* begin Excerpted data *

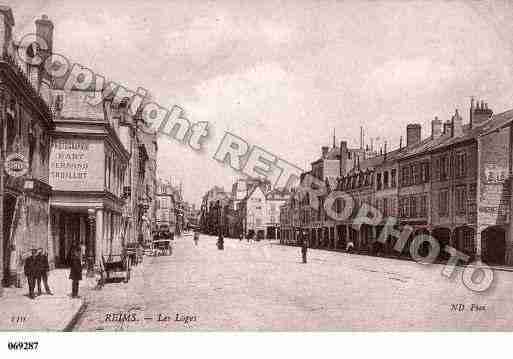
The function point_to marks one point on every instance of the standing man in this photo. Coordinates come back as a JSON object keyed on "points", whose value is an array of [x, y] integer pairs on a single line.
{"points": [[196, 237], [30, 269], [75, 273], [304, 249], [43, 268]]}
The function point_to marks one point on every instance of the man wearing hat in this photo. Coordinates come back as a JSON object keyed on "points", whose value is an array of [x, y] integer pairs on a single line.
{"points": [[43, 268], [31, 272]]}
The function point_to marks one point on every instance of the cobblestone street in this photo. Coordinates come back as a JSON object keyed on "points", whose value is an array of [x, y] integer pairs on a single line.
{"points": [[264, 286]]}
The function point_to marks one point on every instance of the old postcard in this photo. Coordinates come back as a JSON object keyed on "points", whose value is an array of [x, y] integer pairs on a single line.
{"points": [[173, 166]]}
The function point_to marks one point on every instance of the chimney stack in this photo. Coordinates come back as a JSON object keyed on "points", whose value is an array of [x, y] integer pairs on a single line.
{"points": [[343, 158], [44, 31], [324, 151], [6, 25], [447, 128], [413, 134], [456, 125], [479, 113], [436, 128]]}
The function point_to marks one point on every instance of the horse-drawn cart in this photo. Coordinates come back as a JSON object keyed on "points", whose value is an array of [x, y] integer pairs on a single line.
{"points": [[116, 264], [162, 247]]}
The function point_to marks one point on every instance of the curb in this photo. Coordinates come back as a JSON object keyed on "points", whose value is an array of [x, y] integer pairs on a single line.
{"points": [[69, 327], [502, 269]]}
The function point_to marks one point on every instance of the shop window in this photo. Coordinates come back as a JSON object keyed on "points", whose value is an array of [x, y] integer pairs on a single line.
{"points": [[443, 203], [393, 181], [461, 200]]}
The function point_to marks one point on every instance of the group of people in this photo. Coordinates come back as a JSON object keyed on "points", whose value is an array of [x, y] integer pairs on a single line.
{"points": [[36, 270]]}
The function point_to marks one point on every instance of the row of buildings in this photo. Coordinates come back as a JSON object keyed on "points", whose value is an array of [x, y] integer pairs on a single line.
{"points": [[74, 174], [454, 184], [250, 209], [173, 215]]}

* end Excerpted data *

# [Task prompt]
Please write out every row above again, swapping "this photo" for "this image" and keeping everything else the same. Leave the pictures out of your answer.

# [Result for this task]
The function point_to marks one point on every instance of the standing man in this image. Coordinates come back as a JSON object keyed on "points", whose value is an array of [x, y] integer pairs on a single line.
{"points": [[196, 237], [30, 269], [75, 273], [304, 249], [43, 268]]}
The function point_to marks one point on every instance of the man wearing hat in this image. Coordinates come back as a JSON object keyed on "points", whose value is an array of [x, y] integer pairs on a single line.
{"points": [[43, 268], [31, 272]]}
The function point_to marks one point on every instance of the cobblestone street in this image. Coordinates come back as a JSON object keyed on "points", whose value is an array of [x, y] integer pairs on a single line.
{"points": [[264, 286]]}
The function point_to marks one point on every instance of the old postcard in this image. Coordinates come back as a JSON object keyed on "points", whose value is an array of [x, y] integer pairs on a single line.
{"points": [[173, 166]]}
The function point_to marks one point on every instance of the chimney stack in this image. Coordinates come back as a JSON object keyed on "points", whose value is an array of [x, y] integer pairs on a single line.
{"points": [[343, 158], [44, 31], [324, 151], [6, 25], [447, 128], [413, 134], [456, 125], [479, 113], [436, 128]]}
The function point_to marks one point on every instance of the horse-drawn cart in this image. Coordinates come back as a JSON object keyed on "points", whose value is an array of [x, y] integer pairs on a single line.
{"points": [[116, 264], [162, 247]]}
The function point_to marks one point on every instance of the curb in this image. Coordinates come back as a JSON object keyed on "points", whose value is an array of [x, y] integer pairs on a single line.
{"points": [[69, 327], [502, 269]]}
The function point_to marks one point on every instance of the shop window in this image. Coordinates come back as a JSON object keyed on "points", whose value is an array of [x, y] integer pairs on a single line.
{"points": [[443, 203], [393, 181], [461, 200]]}
The function point_to marks one point on every instance of the group of people in this image. Coordinates come back as a JSON object keyed on "points", whose value is an array of [x, y] integer pairs on a single line.
{"points": [[36, 270]]}
The function point_to marks one point on every instance of the row of buildings in this image. Coordinates come back as a JSON object keyed on "points", whose value is an array of [x, y] integer pairs on a single line.
{"points": [[74, 174], [454, 184], [250, 209], [173, 215]]}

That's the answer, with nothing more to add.